[[ EXCERPTED TEXT open ]]
Privacy-preserving AI is moving from best practice to policy expectation. Today's signals span federal guidance and state-level rules that put training data disclosure, model governance, and synthetic data controls squarely on the operating agenda.
AI Guidance on Data Handling and Privacy-Preserving Techniques
The Centers for Medicare & Medicaid Services says AI development should use privacy-preserving techniques such as federated learning and homomorphic encryption when handling sensitive data. The guidance also points to synthetic data as a way to reduce exposure tied to Personally Identifiable Information and Protected Health Information in model development and testing.
For teams working with healthcare or other regulated datasets, the message is straightforward: privacy controls need to be designed into the pipeline, not added after deployment. CMS is effectively reinforcing that synthetic data belongs in the compliance toolkit alongside technical safeguards that limit direct access to raw records.
- Healthcare-adjacent AI teams now have clearer support for using synthetic data to reduce PII and PHI handling risk.
- Privacy-preserving methods such as federated learning and homomorphic encryption are being framed as practical governance controls, not just research concepts.
- Vendors selling AI into regulated environments should expect buyers to ask how synthetic data and privacy-preserving training are implemented.
California's Assembly Bill 2013 Mandates AI Training Data Transparency
California's Assembly Bill 2013 requires developers of generative AI systems to publicly disclose information about the data used to train their models, with the requirement taking effect on January 1, 2026. The law is aimed at improving transparency and accountability around how generative systems are built.
[[ EXCERPTED TEXT closed ]]
* WORK TO BE COMPLETED
Answer these questions about the privacy-preserving AI text:
1. Which two privacy-preserving techniques does the Centers for Medicare & Medicaid Services name for handling sensitive data?
2. On what date does the requirement in California's Assembly Bill 2013 take effect?
3. According to the text, what should vendors selling AI into regulated environments expect buyers to ask?
The data is unrelated to the privacy-preserving AI text.
[[ INFORMATION PROVIDED open ]]
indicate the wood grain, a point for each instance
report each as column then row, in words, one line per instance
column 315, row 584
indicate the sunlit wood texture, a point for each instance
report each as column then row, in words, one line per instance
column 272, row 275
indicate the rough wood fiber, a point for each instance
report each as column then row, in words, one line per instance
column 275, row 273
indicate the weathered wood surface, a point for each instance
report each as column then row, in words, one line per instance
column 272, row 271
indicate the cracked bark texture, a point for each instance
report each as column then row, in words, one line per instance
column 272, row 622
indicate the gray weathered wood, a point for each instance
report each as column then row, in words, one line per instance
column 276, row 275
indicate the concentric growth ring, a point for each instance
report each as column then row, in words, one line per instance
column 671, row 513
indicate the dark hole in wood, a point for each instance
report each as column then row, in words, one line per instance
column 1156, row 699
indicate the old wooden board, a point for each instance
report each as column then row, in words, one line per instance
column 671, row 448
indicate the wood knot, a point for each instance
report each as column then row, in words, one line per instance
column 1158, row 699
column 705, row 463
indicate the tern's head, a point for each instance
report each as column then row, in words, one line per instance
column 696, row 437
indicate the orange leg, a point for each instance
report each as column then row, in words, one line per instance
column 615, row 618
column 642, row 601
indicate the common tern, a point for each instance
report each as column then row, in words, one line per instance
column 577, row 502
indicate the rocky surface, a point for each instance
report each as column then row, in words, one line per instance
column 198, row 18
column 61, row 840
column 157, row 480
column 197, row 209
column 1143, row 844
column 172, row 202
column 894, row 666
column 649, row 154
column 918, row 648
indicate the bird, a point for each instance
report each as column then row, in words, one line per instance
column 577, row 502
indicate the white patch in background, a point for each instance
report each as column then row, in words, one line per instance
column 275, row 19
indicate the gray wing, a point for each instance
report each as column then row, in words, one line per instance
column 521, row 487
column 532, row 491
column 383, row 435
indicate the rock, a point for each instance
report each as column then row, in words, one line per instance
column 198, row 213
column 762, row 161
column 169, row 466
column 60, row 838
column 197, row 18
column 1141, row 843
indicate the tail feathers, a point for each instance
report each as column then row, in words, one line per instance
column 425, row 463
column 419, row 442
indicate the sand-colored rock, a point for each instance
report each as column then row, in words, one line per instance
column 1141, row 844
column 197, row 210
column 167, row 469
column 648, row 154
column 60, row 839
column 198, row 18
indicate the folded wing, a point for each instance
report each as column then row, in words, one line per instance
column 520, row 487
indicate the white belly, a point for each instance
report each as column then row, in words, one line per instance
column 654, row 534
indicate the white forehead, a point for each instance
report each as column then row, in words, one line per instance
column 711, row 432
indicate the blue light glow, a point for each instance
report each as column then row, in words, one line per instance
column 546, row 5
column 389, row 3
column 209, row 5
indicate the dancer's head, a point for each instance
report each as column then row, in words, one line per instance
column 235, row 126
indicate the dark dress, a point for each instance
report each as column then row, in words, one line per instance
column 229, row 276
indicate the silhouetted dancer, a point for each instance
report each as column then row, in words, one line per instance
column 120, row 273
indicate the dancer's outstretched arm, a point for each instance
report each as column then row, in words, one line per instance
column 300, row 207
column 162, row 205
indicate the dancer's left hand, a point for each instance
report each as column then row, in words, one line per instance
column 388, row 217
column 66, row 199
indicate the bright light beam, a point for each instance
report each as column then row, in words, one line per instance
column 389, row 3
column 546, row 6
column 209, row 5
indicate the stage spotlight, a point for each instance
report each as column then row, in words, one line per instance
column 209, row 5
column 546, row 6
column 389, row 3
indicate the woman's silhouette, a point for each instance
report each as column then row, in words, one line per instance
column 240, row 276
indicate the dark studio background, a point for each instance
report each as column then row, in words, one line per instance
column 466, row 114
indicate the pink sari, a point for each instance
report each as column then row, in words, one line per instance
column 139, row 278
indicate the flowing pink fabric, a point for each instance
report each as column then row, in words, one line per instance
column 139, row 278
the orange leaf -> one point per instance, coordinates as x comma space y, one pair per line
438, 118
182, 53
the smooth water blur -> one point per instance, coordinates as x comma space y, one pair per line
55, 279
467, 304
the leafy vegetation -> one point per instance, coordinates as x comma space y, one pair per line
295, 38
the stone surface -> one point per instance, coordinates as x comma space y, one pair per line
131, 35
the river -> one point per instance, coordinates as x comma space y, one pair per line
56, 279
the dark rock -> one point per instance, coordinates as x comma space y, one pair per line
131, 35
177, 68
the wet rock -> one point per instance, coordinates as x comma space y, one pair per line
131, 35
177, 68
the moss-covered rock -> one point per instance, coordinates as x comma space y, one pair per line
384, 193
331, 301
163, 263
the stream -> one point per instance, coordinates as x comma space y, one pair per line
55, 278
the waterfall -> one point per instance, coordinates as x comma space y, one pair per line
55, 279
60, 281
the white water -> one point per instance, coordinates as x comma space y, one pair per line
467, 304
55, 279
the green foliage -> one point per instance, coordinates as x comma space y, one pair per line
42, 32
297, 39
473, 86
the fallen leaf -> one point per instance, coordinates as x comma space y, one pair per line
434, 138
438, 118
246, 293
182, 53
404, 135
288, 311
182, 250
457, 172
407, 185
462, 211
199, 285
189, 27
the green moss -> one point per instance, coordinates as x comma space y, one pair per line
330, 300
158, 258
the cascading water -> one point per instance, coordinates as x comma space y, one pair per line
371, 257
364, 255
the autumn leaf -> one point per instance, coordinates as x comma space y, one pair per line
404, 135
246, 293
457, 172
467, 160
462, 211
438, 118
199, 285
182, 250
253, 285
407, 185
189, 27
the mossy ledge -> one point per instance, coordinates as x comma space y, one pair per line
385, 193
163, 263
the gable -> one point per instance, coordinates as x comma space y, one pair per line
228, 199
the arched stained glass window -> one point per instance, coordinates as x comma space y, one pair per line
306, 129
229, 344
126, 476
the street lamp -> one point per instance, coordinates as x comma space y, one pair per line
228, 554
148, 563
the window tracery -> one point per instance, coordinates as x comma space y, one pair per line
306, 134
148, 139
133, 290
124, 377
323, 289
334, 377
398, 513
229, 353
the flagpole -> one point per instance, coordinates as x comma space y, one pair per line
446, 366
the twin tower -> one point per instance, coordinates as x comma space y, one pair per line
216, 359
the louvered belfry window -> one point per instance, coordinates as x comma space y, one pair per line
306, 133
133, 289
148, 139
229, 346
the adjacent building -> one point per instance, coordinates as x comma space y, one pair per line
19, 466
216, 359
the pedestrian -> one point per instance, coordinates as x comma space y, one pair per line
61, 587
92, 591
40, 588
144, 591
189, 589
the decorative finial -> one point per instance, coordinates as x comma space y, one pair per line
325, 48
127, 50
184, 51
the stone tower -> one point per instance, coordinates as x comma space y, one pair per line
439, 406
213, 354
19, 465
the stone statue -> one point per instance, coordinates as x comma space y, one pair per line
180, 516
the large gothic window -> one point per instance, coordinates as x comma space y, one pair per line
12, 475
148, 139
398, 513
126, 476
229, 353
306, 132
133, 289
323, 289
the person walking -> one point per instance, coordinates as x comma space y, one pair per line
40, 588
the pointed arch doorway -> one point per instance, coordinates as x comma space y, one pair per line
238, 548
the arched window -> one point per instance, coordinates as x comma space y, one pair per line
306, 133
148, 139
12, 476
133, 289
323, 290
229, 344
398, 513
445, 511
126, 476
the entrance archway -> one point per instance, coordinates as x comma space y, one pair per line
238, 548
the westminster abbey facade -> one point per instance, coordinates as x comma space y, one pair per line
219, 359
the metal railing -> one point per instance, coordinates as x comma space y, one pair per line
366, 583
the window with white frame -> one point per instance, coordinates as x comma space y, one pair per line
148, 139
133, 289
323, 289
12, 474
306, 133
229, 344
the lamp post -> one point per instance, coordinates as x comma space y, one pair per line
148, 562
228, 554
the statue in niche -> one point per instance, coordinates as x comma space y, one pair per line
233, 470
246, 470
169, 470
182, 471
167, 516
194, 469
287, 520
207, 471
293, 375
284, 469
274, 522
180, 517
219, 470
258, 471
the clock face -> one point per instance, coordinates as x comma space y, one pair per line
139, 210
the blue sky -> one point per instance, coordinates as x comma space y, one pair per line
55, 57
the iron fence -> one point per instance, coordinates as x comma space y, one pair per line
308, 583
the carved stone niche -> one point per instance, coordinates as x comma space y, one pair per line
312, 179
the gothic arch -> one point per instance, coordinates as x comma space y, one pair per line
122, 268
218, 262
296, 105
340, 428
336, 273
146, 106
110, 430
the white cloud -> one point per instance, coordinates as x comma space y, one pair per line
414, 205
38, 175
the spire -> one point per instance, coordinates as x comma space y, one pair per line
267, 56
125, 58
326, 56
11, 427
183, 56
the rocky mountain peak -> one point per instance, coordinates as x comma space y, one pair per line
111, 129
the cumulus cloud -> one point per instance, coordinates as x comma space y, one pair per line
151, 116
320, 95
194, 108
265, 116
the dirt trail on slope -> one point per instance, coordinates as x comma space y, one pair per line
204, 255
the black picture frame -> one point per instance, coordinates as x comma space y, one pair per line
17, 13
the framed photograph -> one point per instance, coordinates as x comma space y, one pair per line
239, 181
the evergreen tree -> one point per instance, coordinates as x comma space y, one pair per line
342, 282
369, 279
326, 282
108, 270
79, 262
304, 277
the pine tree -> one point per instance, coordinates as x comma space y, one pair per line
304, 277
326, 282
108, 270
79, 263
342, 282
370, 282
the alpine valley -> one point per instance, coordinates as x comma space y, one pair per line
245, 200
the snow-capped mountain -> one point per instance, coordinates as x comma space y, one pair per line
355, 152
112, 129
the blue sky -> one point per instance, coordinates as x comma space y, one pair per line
[[ INFORMATION PROVIDED closed ]]
* SOLUTION TO THIS EXERCISE
1. Federated learning and homomorphic encryption.
2. January 1, 2026.
3. How synthetic data and privacy-preserving training are implemented.